Whenever a line in the entries below includes the string "headrest", count that line. Report the total alone.

-- -- --

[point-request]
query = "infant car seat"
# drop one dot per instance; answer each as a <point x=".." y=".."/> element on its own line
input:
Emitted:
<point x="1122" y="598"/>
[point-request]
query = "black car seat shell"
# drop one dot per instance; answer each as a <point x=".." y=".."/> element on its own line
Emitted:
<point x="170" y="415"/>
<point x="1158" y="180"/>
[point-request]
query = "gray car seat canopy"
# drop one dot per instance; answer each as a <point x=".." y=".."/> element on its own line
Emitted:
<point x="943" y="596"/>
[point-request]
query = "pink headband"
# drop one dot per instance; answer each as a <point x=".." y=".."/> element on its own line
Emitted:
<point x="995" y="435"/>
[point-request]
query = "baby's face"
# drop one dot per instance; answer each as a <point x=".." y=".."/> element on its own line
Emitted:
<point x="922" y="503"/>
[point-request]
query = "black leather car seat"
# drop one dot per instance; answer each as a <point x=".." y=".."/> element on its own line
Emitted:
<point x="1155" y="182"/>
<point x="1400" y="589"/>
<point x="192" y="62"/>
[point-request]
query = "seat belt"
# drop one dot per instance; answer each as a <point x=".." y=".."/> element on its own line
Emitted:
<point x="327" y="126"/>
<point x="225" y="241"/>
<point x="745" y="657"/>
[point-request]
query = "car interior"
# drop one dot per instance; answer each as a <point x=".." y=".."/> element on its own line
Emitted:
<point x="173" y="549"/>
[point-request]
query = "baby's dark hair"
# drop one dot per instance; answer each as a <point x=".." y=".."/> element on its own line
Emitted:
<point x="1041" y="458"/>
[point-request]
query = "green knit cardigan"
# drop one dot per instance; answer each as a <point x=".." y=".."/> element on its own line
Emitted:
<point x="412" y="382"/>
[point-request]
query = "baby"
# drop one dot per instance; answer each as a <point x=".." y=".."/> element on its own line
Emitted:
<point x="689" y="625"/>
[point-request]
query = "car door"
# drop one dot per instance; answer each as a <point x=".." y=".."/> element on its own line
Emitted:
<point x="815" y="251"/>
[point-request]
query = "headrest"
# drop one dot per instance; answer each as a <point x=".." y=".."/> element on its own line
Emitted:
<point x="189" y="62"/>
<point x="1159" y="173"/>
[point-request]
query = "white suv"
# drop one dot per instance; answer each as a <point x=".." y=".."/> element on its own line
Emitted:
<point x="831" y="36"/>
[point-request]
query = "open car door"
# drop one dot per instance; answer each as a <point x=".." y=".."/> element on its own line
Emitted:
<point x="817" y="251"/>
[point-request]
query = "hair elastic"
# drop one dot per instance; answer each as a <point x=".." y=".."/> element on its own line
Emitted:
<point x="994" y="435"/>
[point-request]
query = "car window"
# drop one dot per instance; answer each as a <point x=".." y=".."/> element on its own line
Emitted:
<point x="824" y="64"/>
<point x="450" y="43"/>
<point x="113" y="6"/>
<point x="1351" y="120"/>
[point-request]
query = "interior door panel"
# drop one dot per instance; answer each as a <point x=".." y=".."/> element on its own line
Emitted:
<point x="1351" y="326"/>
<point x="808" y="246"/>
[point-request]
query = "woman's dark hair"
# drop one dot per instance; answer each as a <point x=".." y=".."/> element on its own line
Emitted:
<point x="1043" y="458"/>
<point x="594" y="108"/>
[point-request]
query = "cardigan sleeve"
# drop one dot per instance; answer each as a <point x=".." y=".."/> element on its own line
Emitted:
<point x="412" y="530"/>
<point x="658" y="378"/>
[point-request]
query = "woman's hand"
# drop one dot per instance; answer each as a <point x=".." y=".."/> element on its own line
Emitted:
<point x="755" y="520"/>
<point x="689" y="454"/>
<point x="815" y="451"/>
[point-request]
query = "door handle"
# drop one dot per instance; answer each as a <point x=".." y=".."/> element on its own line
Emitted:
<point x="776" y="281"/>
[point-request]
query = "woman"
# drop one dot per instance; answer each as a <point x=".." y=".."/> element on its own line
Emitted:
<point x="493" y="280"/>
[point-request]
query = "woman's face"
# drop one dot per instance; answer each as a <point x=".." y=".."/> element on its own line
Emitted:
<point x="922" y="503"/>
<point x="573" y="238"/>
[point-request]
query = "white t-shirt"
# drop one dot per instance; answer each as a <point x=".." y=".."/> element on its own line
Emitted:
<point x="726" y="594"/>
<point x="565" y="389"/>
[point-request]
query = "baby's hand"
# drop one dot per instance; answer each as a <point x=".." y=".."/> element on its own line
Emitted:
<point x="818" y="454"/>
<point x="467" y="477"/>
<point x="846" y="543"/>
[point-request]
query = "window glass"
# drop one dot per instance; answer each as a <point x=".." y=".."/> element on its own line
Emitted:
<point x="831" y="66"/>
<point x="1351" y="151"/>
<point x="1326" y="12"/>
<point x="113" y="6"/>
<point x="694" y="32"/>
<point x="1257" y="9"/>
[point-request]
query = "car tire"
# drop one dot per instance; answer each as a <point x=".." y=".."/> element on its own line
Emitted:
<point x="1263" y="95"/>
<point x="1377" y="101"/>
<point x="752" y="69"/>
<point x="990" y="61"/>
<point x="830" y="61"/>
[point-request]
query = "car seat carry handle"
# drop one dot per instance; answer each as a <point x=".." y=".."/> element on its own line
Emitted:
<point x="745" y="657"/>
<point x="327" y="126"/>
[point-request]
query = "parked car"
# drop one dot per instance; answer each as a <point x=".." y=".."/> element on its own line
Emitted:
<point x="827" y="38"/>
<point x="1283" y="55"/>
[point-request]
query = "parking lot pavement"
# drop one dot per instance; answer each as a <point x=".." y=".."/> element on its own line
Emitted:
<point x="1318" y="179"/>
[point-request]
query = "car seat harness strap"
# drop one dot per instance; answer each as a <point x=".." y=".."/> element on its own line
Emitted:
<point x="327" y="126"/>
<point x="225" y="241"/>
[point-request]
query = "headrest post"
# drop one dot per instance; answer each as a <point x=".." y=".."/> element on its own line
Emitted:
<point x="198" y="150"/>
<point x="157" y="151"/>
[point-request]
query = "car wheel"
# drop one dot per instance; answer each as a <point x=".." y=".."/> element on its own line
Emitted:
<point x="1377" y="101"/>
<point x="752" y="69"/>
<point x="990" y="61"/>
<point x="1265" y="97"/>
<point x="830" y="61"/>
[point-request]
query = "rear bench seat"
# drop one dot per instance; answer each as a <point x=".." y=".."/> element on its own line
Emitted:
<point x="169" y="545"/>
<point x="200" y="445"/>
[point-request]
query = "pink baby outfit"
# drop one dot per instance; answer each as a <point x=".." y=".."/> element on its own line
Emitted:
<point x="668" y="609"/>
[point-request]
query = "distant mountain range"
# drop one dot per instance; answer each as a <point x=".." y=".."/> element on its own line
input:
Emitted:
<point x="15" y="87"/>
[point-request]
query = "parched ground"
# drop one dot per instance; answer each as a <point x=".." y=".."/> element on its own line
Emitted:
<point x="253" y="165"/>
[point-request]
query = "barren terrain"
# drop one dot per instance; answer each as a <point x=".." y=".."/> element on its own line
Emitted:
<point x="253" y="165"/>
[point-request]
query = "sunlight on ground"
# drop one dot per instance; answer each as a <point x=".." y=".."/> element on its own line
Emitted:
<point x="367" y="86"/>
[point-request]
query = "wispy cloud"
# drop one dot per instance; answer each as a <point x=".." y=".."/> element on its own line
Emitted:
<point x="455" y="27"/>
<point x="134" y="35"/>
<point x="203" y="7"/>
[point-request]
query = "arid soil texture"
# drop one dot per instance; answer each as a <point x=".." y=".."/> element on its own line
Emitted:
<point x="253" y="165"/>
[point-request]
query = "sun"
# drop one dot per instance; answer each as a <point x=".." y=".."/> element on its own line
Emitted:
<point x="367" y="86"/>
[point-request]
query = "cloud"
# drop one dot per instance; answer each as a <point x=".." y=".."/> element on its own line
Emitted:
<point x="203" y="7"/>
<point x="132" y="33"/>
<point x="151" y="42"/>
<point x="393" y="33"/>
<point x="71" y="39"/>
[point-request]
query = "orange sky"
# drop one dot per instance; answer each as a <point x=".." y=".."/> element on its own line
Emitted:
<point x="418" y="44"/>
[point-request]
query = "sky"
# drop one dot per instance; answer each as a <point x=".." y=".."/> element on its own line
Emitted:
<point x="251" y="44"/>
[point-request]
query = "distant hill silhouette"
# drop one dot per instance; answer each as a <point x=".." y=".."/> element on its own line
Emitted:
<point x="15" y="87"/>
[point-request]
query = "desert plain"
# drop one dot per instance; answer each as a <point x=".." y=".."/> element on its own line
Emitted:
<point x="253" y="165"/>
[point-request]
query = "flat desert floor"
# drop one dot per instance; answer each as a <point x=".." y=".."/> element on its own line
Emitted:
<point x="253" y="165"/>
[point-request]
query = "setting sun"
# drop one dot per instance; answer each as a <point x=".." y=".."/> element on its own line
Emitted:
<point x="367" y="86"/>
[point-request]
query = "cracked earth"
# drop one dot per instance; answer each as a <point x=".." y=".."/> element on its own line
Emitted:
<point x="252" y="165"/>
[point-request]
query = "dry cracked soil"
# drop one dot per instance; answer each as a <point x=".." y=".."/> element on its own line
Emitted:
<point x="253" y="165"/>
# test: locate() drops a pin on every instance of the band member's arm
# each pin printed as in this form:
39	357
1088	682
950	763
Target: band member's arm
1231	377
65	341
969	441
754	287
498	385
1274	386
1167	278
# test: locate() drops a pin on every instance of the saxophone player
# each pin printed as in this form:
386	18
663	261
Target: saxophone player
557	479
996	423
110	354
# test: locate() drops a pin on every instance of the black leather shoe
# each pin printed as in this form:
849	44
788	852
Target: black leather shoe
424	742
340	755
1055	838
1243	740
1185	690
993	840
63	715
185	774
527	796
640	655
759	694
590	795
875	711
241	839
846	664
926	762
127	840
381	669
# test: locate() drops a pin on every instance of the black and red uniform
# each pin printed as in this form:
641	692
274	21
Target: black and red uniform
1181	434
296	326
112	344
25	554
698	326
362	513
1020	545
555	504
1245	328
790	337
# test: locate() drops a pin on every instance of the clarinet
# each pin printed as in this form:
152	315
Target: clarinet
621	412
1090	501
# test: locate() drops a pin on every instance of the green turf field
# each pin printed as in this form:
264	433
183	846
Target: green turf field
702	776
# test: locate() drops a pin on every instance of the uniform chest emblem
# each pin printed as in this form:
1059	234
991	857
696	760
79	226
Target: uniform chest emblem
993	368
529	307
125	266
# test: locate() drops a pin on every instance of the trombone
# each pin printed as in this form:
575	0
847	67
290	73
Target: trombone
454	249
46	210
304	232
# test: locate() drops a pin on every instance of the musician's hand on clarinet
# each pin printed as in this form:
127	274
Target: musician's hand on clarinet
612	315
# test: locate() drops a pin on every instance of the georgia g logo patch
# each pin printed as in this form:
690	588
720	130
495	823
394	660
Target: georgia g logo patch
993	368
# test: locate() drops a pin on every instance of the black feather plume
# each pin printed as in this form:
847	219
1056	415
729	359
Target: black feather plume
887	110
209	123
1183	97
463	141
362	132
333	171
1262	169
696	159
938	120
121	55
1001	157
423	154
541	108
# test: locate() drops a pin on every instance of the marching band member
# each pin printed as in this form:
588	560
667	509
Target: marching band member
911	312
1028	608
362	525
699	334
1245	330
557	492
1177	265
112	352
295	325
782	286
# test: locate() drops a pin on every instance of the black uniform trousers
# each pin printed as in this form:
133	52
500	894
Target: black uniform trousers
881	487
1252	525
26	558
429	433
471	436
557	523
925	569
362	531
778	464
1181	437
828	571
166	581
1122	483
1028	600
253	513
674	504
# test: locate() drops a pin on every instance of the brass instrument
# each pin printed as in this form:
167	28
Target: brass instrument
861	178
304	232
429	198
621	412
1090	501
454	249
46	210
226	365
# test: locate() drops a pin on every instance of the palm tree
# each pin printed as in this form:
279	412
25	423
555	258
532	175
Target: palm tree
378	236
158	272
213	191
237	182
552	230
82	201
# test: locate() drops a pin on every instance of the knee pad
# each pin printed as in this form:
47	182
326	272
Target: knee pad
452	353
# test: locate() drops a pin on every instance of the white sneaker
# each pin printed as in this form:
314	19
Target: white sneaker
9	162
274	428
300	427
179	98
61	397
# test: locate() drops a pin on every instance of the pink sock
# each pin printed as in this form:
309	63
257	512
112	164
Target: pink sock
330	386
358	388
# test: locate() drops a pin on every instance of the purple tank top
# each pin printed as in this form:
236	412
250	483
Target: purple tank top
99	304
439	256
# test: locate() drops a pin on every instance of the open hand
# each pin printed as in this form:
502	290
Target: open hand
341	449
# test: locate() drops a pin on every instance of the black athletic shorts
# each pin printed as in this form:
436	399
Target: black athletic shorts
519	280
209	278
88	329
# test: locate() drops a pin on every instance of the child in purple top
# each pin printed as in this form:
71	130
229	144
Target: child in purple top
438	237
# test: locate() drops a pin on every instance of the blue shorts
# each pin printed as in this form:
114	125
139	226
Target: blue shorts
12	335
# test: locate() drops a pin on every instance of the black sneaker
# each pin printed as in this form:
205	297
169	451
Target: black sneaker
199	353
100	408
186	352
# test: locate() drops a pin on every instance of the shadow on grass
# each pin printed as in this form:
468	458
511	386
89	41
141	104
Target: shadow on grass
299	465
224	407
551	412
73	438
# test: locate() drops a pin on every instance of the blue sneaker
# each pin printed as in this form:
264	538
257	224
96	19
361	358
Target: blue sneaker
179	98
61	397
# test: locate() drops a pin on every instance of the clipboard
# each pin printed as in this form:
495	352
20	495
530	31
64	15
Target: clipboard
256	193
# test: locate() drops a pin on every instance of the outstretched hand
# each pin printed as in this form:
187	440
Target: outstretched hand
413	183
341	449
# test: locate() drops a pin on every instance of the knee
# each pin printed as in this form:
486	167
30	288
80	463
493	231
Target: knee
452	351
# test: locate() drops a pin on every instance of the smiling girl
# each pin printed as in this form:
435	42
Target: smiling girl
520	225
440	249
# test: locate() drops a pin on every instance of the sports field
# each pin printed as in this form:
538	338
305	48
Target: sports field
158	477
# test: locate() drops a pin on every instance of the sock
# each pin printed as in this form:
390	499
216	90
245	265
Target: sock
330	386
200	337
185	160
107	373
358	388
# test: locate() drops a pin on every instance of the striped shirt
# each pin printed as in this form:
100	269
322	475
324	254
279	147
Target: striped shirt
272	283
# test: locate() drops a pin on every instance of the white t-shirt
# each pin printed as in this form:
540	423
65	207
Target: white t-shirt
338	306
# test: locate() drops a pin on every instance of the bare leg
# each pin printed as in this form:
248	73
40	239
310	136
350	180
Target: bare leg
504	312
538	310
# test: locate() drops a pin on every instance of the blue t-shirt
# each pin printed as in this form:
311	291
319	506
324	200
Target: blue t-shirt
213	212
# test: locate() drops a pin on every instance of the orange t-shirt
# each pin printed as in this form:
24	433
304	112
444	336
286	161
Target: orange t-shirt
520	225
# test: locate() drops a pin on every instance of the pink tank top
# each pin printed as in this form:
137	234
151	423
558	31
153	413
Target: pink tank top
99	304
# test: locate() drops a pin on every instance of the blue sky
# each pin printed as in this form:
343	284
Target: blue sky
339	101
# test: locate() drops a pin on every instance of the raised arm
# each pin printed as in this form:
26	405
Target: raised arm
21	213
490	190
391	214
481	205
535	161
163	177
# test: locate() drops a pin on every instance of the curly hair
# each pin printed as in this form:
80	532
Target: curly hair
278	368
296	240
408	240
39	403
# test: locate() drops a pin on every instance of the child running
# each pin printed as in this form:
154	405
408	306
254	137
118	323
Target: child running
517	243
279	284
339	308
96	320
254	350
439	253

-- -- --

▸ Result of the task
2